===== READING PASSAGE
The control unit CU (FIG. 5) comprises a 28 stage step counter, similar in operation, to step counter CSK of FIG. 6. The only difference is how the outputs are used. The positive output of the first stage S1 is connected to line T1, the positive outputs of stages S2 to S26 are connected via an OR circuit to line TS (line TS is connected by a fraction of a pulse time delay to line TSD), the positive output of stage S27 is connected to line T27, and the negative output of stage S28 is connected as an inhibiting input to AND gate CUG. The other input of AND gate CUG is connected to a pulse generator. The output of and circuit CUG is connected to one input of OR circuit BUG whose other input is connected to switch SW. The output of the OR circuit BUG is connected to the step input of the counter.

There has thus been shown improved apparatus for performing cross-correlations of images of patterns such as alphanumerics. It should be realized that other patterns can be so cross-correlated and that the 5×5 matrix was used as an example. Generally higher order matrices will be employed.

As far as the actual circuitry is concerned, only representative devices were disclosed. Other devices could be used. For example, a 25bit shift register could be used instead of five 5-bit shift registers connected in cascade. Again although positive and/or logic was used other logic such as NAND/NOR logic is equally applicable. Furthermore, it should be realized that only basic logical units have been shown whereas good engineering practice would require amplification devices to handle some fanout conditions, and any devices such as registers would require initial clearing signals. However, such techniques are obvious to those skilled in the art and have not been included for the sake of conciseness.

Typical logic elements are well known and can be the modules and units shown and described.
==========
= INSTRUCTIONS TO FOLLOW =
Reproduce the portion of the circuit description above that starts at the words "As far as the" and stops after "shown and described.".
===== LISTED RECORDS
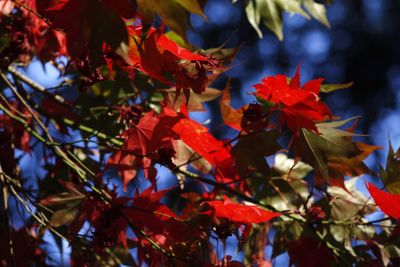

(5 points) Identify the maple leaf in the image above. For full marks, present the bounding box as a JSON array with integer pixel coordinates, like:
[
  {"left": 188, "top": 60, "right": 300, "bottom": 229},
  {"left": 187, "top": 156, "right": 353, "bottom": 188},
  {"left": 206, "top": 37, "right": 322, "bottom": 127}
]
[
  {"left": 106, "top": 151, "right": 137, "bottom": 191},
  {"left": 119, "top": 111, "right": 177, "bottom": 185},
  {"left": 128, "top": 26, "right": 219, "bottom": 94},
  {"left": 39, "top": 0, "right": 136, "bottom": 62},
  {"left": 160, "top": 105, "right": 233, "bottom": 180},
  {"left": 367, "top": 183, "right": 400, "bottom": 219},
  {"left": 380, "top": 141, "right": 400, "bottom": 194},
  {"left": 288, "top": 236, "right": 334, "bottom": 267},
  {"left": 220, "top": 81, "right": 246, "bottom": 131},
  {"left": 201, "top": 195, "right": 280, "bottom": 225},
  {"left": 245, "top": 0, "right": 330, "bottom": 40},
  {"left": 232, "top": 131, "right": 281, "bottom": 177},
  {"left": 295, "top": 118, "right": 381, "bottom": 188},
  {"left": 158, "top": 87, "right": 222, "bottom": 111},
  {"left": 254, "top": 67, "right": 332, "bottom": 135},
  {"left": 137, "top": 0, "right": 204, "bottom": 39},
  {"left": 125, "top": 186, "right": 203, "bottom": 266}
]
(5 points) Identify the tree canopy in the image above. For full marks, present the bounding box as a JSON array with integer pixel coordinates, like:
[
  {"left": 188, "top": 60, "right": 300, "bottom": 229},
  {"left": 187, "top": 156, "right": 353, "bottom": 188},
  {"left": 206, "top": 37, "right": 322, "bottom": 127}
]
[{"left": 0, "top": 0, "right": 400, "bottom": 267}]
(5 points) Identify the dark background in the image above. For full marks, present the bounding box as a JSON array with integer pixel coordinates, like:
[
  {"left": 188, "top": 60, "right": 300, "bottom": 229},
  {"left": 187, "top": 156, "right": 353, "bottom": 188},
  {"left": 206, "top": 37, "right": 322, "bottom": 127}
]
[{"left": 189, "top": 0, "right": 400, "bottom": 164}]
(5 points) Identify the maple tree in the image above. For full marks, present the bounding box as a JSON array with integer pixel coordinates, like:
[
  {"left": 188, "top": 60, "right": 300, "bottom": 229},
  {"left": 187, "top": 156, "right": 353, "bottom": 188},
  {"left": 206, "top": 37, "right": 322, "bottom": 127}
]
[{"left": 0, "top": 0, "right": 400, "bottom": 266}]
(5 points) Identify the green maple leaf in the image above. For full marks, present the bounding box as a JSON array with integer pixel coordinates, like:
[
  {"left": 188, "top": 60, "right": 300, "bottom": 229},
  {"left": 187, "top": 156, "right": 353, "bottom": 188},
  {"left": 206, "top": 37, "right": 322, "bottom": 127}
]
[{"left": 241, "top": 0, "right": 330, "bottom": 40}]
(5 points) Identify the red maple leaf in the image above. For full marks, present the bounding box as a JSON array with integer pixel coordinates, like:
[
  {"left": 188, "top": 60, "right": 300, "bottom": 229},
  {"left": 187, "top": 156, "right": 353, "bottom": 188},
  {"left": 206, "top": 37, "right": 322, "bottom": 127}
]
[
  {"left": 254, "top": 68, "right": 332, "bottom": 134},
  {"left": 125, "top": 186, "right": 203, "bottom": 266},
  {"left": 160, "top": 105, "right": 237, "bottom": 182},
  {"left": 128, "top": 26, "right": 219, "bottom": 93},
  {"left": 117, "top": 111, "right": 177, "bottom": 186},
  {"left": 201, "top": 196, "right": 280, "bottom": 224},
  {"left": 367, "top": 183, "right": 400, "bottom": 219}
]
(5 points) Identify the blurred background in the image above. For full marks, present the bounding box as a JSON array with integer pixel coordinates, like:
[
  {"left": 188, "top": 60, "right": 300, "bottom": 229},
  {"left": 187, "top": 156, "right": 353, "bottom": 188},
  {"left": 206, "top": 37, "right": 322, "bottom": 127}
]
==========
= RIGHT ANSWER =
As far as the actual circuitry is concerned, only representative devices were disclosed. Other devices could be used. For example, a 25bit shift register could be used instead of five 5-bit shift registers connected in cascade. Again although positive and/or logic was used other logic such as NAND/NOR logic is equally applicable. Furthermore, it should be realized that only basic logical units have been shown whereas good engineering practice would require amplification devices to handle some fanout conditions, and any devices such as registers would require initial clearing signals. However, such techniques are obvious to those skilled in the art and have not been included for the sake of conciseness.

Typical logic elements are well known and can be the modules and units shown and described.